> **WHAT IS EXPECTED**
Among these records, which lines include "positive"? Copy them out.

━━━ DATASET RECORDS ━━━

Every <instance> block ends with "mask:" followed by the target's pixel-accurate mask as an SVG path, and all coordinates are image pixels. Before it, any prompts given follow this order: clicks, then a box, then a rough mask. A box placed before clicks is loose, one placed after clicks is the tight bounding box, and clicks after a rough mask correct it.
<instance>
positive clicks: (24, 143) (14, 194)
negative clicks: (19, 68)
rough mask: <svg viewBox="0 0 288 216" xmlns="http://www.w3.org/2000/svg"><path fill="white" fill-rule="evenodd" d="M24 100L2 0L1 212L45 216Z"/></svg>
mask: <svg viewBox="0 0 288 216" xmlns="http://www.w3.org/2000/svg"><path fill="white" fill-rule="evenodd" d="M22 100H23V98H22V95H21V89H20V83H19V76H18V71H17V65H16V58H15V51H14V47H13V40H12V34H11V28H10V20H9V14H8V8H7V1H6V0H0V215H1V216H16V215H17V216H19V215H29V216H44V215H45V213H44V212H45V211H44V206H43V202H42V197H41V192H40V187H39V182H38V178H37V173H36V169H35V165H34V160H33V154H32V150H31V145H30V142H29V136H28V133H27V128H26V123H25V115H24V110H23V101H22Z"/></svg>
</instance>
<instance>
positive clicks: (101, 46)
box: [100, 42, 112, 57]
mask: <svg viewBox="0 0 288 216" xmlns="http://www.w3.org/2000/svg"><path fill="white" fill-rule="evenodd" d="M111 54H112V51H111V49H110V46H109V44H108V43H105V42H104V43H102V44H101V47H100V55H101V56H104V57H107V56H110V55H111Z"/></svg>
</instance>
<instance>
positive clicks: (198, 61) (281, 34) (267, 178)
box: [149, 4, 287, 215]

━━━

> **FINISHED TASK**
positive clicks: (24, 143) (14, 194)
positive clicks: (101, 46)
positive clicks: (198, 61) (281, 34) (267, 178)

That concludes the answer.